Exercise brief – After locating the line that contains "Would you please pick out the black", restate it and each later line word for word through the end of the records.

Source records
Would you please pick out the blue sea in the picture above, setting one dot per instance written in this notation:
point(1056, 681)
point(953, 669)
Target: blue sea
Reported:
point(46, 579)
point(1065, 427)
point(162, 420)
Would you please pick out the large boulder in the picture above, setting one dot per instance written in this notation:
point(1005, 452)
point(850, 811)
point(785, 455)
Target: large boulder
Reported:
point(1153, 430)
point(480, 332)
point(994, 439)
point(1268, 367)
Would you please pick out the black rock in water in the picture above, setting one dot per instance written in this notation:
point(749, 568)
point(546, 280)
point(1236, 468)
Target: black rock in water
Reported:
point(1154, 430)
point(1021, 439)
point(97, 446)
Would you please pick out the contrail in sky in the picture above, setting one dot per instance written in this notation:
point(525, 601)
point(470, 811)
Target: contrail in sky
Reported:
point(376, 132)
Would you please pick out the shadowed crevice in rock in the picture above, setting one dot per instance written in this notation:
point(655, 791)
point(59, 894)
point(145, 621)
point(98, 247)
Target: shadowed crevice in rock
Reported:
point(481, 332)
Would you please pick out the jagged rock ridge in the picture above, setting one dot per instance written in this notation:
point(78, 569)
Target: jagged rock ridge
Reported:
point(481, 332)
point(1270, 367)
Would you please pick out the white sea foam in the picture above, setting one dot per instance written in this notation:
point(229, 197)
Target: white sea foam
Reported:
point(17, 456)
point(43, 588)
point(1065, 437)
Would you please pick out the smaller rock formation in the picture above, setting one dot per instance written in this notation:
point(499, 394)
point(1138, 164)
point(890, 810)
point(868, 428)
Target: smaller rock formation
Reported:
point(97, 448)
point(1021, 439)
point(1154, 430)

Solution for this problem –
Would you please pick out the black rock in water in the picture above, setting one dot per instance written in this notation:
point(749, 568)
point(546, 280)
point(1236, 468)
Target: black rock in water
Reported:
point(1154, 430)
point(1021, 439)
point(97, 446)
Would you please pick out the contrail in sky in the picture above, setting one dot per instance written in this notation:
point(525, 601)
point(470, 811)
Target: contrail in sky
Reported:
point(376, 132)
Would you please pick out the shadowed crevice in rock in the picture above, setting one dot per instance written in this notation:
point(655, 791)
point(59, 894)
point(145, 621)
point(98, 247)
Target: shadowed crevice in rock
Reported:
point(481, 332)
Would you please pick out the jagged rock ridge in the picture above, setting one dot per instance written in this notation:
point(78, 569)
Target: jagged rock ridge
Reported:
point(481, 332)
point(1270, 367)
Would you please pick out the white sea foam in the picture above, setting one dot per instance written in this notation:
point(229, 197)
Target: white sea foam
Reported:
point(17, 456)
point(43, 588)
point(1065, 437)
Would you please pick out the smaller rock formation in the picture above, setting one dot per instance written in this notation:
point(499, 394)
point(1138, 164)
point(890, 810)
point(868, 428)
Target: smaller rock formation
Reported:
point(97, 448)
point(1021, 439)
point(1154, 430)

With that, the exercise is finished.